La société Sun City, dans ses dernières conclusions, notifiées par voie électronique le 13 décembre 2023, auxquelles il convient de se référer pour plus ample exposé, demande à la cour de :

- confirmer le jugement du conseil de prud'hommes d'Angers du 28 juin 2021 en ce qu'il a jugé le licenciement économique fondé sur une cause réelle et sérieuse ;

- subsidiairement, ramener ses demandes à de plus justes proportions ;

Et, infirmant partiellement le jugement entrepris,

- condamner Mme [F] à lui rembourser la somme de 8 000 euros ;

- subsidiairement, ordonner la compensation judiciaire entre les sommes dues ;

- condamner Mme [F] à lui payer la somme de 4 000 euros au titre de l'article 700 du code de procédure civile.

Liste des tâches.
[1] Condensez le paragraphe de l'extrait qui commence par « La société Sun City, dans ses dernières conclusions » en gardant ses faits principaux.
[2] D'après l'extrait, quelle somme la société Sun City réclame-t-elle au titre de l'article 700 du code de procédure civile ?
Les lignes ci-après n'ont aucun lien avec l'extrait.

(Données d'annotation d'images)

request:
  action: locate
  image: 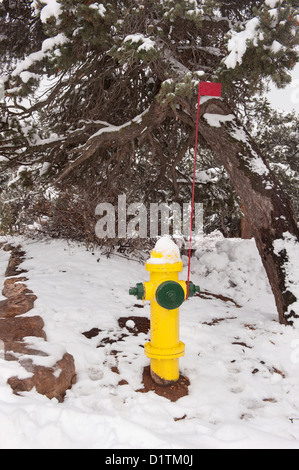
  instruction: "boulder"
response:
[0,294,37,318]
[0,316,46,343]
[7,353,76,403]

Réponses par tâche.
[1] Dans ses dernières conclusions, notifiées électroniquement le 13 décembre 2023, la société Sun City présente ses demandes à la cour.

[2] 4 000 euros.